# [REQUIREMENT]
Count the lines in the records below that contain the string "chair", and reply with that number alone.

# [DATASET EXTRACT]
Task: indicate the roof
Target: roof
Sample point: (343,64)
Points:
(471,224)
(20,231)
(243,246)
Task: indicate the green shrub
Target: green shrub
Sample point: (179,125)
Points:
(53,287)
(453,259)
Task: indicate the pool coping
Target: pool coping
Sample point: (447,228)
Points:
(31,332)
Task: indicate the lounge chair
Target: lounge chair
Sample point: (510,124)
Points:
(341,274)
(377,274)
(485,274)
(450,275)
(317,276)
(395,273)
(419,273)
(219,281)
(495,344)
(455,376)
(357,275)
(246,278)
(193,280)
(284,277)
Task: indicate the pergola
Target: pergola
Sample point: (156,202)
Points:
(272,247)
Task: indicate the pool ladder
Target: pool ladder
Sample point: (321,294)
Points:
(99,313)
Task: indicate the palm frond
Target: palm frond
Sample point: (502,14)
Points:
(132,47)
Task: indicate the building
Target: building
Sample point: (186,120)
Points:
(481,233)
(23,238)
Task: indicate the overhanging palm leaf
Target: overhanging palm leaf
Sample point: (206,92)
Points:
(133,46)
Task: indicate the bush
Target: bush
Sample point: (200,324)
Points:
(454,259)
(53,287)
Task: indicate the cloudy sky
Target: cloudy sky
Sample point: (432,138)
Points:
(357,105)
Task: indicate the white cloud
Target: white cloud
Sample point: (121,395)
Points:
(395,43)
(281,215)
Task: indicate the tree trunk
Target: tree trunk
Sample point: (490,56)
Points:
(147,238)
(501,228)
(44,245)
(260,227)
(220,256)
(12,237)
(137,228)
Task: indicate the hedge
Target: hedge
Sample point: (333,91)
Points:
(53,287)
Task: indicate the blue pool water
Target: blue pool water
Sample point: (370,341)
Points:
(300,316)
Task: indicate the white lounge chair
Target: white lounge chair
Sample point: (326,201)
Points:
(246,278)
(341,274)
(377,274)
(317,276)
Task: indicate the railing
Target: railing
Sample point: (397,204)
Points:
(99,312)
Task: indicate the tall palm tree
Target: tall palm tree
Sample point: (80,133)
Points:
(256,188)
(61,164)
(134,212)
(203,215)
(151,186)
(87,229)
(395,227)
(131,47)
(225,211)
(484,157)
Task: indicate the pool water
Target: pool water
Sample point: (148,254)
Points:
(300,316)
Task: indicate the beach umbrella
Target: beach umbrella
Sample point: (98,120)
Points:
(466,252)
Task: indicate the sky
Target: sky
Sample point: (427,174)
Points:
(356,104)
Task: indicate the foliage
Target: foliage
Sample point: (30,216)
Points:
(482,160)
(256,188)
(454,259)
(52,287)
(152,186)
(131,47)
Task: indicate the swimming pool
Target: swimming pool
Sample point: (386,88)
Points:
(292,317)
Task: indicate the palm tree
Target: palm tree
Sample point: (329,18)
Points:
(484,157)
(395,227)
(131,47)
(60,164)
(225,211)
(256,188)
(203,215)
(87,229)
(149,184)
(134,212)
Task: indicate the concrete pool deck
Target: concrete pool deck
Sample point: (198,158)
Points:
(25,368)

...

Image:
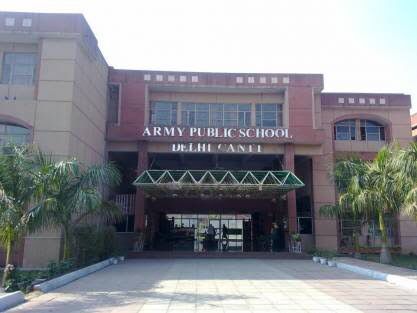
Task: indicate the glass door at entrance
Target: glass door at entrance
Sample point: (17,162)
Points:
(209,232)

# [SOLUTION TO THIS PROBLEM]
4